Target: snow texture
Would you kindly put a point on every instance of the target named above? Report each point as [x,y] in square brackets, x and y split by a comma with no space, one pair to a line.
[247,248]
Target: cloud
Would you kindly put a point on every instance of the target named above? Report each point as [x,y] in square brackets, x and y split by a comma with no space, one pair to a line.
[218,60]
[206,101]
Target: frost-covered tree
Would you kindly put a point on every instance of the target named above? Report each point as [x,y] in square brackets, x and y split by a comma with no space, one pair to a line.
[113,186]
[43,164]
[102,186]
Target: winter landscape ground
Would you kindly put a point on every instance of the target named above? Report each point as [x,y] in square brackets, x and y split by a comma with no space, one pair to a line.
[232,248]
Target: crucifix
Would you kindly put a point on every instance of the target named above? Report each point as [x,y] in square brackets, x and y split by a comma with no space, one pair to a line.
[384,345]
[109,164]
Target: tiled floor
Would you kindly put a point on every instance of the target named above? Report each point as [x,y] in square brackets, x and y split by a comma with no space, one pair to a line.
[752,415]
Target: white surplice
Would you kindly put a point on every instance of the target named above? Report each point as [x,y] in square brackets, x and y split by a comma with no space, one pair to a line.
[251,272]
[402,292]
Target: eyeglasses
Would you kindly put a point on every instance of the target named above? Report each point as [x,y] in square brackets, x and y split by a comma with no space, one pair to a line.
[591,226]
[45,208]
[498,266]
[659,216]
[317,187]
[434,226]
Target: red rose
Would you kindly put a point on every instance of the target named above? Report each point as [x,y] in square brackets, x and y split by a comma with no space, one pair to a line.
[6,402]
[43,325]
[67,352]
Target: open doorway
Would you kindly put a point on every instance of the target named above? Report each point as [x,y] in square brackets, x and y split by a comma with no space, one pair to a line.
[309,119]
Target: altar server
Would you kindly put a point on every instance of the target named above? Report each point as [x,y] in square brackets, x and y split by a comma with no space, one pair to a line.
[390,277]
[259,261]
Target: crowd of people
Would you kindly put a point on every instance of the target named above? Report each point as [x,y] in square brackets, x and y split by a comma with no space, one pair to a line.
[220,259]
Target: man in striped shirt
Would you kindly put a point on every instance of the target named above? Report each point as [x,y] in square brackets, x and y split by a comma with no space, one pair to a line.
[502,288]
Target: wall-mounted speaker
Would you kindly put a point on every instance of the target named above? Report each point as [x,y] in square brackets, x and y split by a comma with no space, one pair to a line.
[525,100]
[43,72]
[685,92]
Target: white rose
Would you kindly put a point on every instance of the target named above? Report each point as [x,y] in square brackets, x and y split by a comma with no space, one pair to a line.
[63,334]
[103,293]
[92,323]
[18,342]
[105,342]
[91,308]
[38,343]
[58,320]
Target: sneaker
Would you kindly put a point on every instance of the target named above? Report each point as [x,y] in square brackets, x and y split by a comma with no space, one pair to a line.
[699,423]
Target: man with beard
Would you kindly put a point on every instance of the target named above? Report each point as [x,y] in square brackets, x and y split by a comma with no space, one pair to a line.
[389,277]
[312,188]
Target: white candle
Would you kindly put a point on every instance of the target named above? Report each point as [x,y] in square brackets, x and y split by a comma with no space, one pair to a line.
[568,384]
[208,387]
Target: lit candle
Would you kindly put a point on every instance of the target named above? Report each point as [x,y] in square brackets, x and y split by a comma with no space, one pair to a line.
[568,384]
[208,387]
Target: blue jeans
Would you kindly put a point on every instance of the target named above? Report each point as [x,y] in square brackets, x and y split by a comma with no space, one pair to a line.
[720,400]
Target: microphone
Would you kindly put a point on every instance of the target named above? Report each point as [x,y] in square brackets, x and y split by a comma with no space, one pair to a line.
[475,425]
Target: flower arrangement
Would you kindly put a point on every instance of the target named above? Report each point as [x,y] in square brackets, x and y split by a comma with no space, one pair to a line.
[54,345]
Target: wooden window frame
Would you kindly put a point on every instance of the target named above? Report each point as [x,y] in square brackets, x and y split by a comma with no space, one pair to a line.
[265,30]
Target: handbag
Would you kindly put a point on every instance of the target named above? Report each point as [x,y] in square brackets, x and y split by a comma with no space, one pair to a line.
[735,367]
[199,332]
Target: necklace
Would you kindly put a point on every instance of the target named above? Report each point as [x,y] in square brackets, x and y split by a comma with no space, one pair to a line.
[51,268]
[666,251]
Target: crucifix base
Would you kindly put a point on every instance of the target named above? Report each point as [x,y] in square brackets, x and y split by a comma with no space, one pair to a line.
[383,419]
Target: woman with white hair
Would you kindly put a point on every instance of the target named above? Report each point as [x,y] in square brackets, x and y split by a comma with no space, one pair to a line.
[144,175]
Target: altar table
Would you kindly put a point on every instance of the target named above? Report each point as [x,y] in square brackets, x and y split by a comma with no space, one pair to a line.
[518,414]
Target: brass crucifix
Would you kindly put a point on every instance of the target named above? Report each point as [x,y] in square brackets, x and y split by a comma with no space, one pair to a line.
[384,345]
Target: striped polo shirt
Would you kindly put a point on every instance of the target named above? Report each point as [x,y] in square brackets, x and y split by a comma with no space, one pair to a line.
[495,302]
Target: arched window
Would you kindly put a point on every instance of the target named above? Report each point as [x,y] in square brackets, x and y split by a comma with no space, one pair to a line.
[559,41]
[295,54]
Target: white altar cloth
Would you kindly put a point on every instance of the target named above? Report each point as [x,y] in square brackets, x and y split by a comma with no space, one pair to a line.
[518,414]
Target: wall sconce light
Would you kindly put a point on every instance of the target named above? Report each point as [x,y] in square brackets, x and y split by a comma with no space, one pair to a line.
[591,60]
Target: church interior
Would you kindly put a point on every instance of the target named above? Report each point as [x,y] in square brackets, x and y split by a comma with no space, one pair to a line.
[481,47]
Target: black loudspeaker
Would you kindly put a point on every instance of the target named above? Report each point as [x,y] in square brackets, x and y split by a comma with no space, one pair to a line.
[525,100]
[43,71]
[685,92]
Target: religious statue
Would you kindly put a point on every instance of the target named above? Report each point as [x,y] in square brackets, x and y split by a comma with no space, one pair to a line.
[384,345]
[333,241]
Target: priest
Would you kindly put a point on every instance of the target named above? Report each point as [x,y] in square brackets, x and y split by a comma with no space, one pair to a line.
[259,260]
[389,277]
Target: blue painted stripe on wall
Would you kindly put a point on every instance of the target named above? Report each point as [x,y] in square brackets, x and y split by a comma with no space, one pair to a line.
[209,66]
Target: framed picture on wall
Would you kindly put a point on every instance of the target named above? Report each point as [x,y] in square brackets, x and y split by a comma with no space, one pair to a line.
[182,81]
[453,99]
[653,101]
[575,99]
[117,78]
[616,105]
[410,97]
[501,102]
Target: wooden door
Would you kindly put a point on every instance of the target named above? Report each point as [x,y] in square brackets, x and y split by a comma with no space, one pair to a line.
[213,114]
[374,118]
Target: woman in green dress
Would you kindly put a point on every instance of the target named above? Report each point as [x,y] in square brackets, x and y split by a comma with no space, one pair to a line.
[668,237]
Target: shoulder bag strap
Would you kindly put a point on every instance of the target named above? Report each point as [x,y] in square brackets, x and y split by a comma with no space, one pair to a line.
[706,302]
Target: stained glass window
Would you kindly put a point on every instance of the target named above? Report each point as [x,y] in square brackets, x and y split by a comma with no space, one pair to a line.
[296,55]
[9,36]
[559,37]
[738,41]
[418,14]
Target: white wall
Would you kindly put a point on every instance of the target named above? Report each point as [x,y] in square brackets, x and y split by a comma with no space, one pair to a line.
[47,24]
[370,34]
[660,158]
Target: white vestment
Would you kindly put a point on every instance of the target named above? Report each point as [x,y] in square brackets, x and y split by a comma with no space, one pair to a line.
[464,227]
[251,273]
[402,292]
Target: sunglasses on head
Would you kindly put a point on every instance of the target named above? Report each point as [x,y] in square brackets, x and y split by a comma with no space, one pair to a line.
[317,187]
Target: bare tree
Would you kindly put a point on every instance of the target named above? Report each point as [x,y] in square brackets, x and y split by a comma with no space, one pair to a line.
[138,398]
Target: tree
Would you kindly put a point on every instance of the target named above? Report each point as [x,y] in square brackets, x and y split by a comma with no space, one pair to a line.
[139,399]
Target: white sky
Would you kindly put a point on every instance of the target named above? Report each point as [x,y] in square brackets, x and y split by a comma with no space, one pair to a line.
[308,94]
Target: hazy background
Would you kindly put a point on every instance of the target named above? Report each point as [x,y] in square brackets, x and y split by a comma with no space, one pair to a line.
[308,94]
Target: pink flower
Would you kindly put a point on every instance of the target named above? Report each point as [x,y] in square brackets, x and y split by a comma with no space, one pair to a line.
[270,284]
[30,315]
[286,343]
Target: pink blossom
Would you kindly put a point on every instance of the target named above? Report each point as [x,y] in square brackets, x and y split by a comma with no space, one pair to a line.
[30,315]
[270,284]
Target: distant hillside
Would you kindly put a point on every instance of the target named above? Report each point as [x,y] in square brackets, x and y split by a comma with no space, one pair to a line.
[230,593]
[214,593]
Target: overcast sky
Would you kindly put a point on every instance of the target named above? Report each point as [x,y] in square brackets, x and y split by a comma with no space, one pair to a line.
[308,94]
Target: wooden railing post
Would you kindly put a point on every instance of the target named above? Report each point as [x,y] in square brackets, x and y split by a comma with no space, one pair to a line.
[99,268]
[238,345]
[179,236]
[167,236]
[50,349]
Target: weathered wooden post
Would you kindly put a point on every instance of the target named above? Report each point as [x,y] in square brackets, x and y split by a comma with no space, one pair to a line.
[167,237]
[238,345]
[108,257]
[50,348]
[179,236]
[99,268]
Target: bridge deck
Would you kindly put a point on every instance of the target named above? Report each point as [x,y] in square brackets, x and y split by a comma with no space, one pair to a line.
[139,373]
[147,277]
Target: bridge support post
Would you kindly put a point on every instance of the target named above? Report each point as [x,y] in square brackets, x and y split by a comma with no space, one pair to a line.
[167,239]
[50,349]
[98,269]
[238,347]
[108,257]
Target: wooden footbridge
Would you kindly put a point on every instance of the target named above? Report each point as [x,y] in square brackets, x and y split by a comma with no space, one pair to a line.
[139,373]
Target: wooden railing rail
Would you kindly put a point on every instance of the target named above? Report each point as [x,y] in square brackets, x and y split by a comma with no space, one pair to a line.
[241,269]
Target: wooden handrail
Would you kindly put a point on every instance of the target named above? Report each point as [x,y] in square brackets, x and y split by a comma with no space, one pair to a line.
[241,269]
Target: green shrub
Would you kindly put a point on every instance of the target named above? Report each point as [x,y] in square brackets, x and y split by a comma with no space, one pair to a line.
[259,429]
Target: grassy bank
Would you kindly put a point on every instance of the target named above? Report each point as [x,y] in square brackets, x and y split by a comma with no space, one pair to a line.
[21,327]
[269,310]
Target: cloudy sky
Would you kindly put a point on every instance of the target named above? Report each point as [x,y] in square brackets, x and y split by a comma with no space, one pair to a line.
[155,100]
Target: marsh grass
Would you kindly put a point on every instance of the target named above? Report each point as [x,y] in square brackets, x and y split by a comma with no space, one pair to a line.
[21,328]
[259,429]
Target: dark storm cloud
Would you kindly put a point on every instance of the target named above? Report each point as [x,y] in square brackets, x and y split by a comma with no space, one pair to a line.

# # # # #

Task statement:
The answer consists only of the lines from the one containing "Target: green shrub" to the end of the records, each written out exactly.

Task solution:
Target: green shrub
Would you kindly put a point on every instance of the target named above? Report each point as [x,y] in square brackets, x and y split by a comma with no space, one pair to a line.
[259,429]
Target: grassy bank
Would you kindly put a point on every instance of the target named above? Report each point as [x,y] in square brackets, x and y split by a comma with no space, one pair to a line.
[21,327]
[269,310]
Target: cloudy sky
Would you kindly put a point on every instance of the target named above? Report each point as [x,y] in square brackets, x and y split by a comma with no space, one pair to a line.
[155,100]
Target: marsh grass
Would you kindly put a point on every instance of the target named above? Report each point as [x,y] in square brackets, x and y split by a comma with no space, one pair to a line.
[21,328]
[259,429]
Target: dark storm cloud
Would you kindly put a point on every instance of the target named above? Report each point as [x,y] in square brackets, x and y split by a comma with no space, one pair to a line.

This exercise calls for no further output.